* **SHORT TASK 1**
List every book that the passage on Kerouac's Visions of Cody names by title.

* **SOURCE DOCUMENT**
:::

As an extended exercise in montage, Visions of Cody poses this question by juxtaposing Kerouac’s literary portrayals of Cassady, the transcripts of the tape recordings, and this meditation on Hollywood film production. In a sense, the text is engaged in a comparative exploration of media forms and how they produce meaning differently—and at what cost for the subjects being portrayed. Furthermore, as a textual collage it bears some similarity to modernist works such as William Carlos Williams’s Spring and All and Jean Toomer’s Cane. When you consider Cody’s mosaic qualities, along with the surrealist (or “hallucinatory”) vibe of sections such as “Joan Rawshanks,” it becomes clear that Kerouac was attempting to synthesize and advance some of the animating concerns of twentieth-century experimentation in art and literature. This is all to say that Kerouac was interested in expressive forms other than jazz.

In 2015 “Joan Rawshanks in the Fog” reads like an early harbinger of today’s celebrity-mad culture. Is it fair to suggest it also anticipates the situation of Big Sur, when Kerouac seems virtually imprisoned by his own literary fame? (Interestingly, it’s the one book where the Kerouac character is a successful writer and not a traveler/bohemian.)

:::

* **EXERCISE DATA**

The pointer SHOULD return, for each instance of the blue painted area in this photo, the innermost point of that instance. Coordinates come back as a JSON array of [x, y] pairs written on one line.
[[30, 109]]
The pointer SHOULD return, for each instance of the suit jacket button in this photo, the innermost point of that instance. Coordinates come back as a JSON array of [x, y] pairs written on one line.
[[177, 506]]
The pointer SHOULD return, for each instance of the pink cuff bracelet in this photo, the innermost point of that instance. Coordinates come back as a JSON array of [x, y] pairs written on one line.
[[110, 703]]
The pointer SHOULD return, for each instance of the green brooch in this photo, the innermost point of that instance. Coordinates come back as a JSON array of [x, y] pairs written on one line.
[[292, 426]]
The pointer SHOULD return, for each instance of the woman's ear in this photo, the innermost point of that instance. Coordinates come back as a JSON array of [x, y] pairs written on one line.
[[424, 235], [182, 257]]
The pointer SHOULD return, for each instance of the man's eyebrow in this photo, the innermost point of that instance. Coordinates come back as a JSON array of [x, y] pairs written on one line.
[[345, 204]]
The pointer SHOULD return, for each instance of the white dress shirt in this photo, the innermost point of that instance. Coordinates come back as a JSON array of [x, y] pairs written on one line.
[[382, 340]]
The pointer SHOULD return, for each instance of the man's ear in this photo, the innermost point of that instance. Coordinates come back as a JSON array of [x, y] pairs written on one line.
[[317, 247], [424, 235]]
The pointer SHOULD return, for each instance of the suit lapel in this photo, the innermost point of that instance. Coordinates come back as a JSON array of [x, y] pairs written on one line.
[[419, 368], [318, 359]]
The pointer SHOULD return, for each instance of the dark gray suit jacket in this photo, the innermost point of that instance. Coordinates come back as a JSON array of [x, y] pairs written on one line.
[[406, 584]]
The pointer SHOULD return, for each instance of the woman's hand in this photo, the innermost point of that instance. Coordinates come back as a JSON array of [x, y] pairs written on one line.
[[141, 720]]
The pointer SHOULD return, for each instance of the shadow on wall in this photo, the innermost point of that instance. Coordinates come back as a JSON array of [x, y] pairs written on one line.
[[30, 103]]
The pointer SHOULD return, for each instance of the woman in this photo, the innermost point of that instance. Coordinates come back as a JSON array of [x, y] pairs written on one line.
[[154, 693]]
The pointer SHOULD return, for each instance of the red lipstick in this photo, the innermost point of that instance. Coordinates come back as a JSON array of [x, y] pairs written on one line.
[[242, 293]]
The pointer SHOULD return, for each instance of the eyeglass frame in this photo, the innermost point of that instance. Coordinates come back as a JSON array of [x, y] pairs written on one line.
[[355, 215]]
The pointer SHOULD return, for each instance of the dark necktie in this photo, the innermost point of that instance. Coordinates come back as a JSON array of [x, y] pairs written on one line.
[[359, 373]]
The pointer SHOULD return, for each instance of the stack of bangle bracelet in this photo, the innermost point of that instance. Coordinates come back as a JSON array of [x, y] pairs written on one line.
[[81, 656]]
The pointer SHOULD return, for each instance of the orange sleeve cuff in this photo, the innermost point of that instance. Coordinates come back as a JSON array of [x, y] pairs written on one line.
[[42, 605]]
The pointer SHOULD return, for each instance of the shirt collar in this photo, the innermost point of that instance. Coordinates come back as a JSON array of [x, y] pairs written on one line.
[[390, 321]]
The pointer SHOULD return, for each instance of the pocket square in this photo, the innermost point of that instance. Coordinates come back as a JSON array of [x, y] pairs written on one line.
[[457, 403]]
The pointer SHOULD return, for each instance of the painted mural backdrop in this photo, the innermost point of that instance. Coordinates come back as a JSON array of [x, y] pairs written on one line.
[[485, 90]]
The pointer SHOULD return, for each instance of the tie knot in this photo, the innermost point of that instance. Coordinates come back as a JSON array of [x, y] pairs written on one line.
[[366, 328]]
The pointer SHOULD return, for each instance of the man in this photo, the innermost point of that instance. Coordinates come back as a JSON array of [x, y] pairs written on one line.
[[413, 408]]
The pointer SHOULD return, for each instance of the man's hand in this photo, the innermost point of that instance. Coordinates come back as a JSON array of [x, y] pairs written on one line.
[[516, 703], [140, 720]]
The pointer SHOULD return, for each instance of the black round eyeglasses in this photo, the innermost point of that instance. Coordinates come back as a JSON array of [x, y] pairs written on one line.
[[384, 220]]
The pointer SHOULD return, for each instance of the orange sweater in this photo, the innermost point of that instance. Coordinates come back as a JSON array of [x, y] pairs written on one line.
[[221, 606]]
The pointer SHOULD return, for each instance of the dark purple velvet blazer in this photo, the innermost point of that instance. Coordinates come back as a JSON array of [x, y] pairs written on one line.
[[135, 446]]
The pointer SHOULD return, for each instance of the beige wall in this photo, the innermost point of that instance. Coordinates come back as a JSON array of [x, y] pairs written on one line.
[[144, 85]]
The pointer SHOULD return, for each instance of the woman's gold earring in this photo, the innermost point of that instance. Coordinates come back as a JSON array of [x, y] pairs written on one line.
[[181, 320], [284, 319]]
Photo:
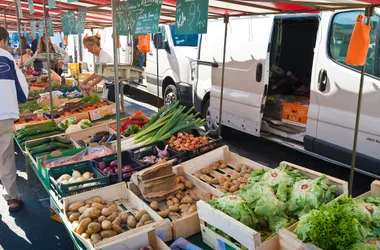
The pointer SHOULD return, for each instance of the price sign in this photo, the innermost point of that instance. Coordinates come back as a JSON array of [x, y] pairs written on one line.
[[191, 17]]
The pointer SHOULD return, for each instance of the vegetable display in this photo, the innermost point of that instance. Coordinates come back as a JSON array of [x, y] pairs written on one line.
[[168, 121], [345, 223], [276, 198], [96, 219]]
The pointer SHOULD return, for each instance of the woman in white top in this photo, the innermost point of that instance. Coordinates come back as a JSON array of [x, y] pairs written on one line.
[[41, 48], [102, 57]]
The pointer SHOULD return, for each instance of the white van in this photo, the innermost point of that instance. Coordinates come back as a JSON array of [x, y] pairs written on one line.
[[176, 60], [274, 61]]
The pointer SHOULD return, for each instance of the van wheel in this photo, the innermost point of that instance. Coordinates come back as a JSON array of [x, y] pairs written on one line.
[[213, 126], [170, 95]]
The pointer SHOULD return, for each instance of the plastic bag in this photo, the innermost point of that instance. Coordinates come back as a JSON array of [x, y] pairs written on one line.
[[358, 47]]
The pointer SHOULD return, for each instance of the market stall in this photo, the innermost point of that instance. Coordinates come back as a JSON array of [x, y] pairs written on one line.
[[170, 176]]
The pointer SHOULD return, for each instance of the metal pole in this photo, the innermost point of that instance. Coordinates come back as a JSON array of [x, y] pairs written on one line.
[[48, 58], [226, 20], [117, 88], [158, 78], [369, 12], [19, 35]]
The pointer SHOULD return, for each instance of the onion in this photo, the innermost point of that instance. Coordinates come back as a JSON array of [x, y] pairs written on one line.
[[76, 174], [86, 175]]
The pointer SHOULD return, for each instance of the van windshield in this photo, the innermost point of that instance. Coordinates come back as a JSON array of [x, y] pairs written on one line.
[[184, 40]]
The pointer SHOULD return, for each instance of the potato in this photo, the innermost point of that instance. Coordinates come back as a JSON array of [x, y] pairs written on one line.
[[140, 214], [154, 205], [74, 217], [97, 206], [187, 200], [101, 218], [112, 216], [174, 208], [81, 209], [192, 209], [118, 229], [148, 222], [164, 213], [109, 210], [178, 196], [84, 235], [93, 227], [96, 237], [75, 225], [75, 206], [189, 185], [124, 216], [140, 224], [117, 221], [91, 212], [108, 233], [106, 225], [82, 227], [234, 188], [145, 218], [131, 221]]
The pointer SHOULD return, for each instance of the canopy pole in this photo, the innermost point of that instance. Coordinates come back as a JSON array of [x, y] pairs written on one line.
[[19, 35], [117, 88], [369, 12], [226, 21], [158, 78], [48, 59]]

:::

* **SHORT TASK 2**
Copy out the part of the entries that opens with the line containing "the van windshield" and closes with the line containing "[[184, 40]]", including both of those lines.

* **WRITTEN REPLY 1**
Visions of Cody, Spring and All, Cane, Big Sur

* **WRITTEN REPLY 2**
The pointer SHOULD return, for each instance of the van windshield in this photo, the innermost point of that instance. Coordinates come back as a JSON array of [x, y] pairs written on one line.
[[184, 40]]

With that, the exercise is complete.